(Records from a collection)
=======
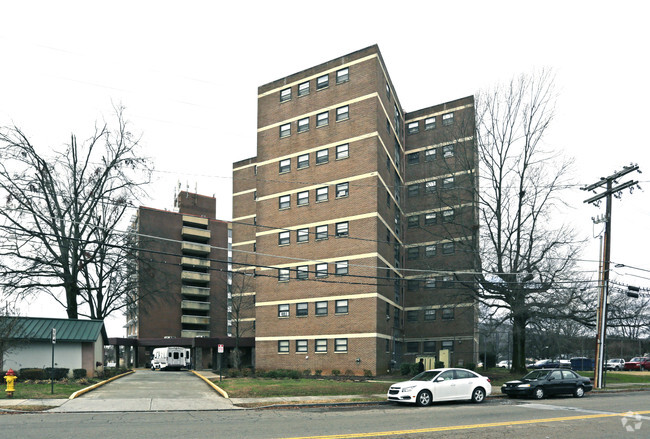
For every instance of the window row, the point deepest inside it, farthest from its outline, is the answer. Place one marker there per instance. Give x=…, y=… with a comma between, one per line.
x=341, y=229
x=430, y=187
x=320, y=308
x=413, y=221
x=342, y=190
x=341, y=268
x=429, y=314
x=430, y=282
x=320, y=345
x=413, y=347
x=322, y=156
x=413, y=158
x=322, y=82
x=429, y=123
=======
- _Work instructions_
Rewrite the listing with "marker" replaced by "pin" and everything else unchanged, leaving out the pictures.

- _Correct output_
For every instance of the window row, the point deepest inside it, farthest from its outline, is the answer. Place one pin there per instance. Give x=…, y=… with a comma between, one per line.
x=341, y=229
x=430, y=187
x=320, y=308
x=413, y=221
x=342, y=190
x=341, y=268
x=429, y=314
x=430, y=282
x=320, y=345
x=413, y=347
x=322, y=156
x=413, y=158
x=322, y=82
x=429, y=123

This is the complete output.